* _Work required_
Print every line below without adding or leaving out a single word.

**** Data provided ****

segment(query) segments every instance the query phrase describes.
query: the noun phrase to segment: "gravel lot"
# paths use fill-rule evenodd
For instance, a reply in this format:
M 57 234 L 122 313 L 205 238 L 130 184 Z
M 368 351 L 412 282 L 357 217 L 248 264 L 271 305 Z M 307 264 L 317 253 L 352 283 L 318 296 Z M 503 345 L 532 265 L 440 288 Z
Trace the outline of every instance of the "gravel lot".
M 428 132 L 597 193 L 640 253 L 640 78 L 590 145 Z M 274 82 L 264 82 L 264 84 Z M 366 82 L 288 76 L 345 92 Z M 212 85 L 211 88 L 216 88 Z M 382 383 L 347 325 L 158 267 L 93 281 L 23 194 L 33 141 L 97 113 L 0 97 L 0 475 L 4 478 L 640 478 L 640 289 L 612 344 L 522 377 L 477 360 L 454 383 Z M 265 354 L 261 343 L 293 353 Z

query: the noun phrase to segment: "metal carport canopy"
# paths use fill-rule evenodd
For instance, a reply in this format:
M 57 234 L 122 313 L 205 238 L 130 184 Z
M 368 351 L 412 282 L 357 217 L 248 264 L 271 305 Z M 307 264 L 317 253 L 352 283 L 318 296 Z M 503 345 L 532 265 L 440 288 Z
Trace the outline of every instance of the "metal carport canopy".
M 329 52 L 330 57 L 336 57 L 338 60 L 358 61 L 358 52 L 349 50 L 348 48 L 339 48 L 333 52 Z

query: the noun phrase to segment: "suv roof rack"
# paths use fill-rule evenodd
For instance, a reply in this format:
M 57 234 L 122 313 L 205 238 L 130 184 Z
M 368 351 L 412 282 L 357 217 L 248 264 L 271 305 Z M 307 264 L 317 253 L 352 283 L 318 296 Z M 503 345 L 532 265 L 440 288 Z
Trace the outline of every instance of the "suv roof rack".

****

* _Exercise output_
segment(query) segments every instance the query phrase describes.
query: the noun phrase to segment: "gravel lot"
# paths use fill-rule evenodd
For instance, a reply in this format:
M 57 234 L 122 313 L 205 238 L 130 184 Z
M 368 351 L 412 282 L 357 217 L 248 264 L 271 305 Z M 307 264 L 317 253 L 352 283 L 318 296 Z M 503 345 L 532 265 L 440 288 Z
Trace the outline of every instance of the "gravel lot".
M 428 132 L 597 193 L 640 253 L 640 78 L 590 145 Z M 274 82 L 264 82 L 264 84 Z M 366 82 L 288 76 L 345 92 Z M 212 85 L 211 88 L 216 88 Z M 382 383 L 347 325 L 158 267 L 93 281 L 23 194 L 33 141 L 97 113 L 0 97 L 0 475 L 4 478 L 640 478 L 640 289 L 612 344 L 522 377 L 477 360 L 454 383 Z M 265 354 L 261 343 L 293 353 Z

query: the noun phrase to segment: "metal carport canopy"
# paths use fill-rule evenodd
For instance, a reply in this format:
M 57 234 L 122 313 L 205 238 L 130 184 Z
M 368 351 L 412 282 L 357 217 L 248 264 L 271 305 Z M 307 264 L 317 253 L 352 283 L 318 296 Z M 503 345 L 532 265 L 440 288 Z
Trace the outline of every instance of the "metal carport canopy".
M 329 52 L 330 57 L 336 57 L 338 60 L 358 61 L 358 52 L 349 50 L 348 48 L 339 48 L 333 52 Z

query: the noun phrase to segment: "suv roof rack"
# paths use fill-rule evenodd
For instance, a reply in this format:
M 57 234 L 122 313 L 205 238 L 130 184 Z
M 368 351 L 412 282 L 357 217 L 248 264 L 271 305 Z M 307 264 L 317 253 L 352 283 L 318 296 Z M 503 345 L 532 265 L 440 288 Z
Trace the outline of every instance of the "suv roof rack".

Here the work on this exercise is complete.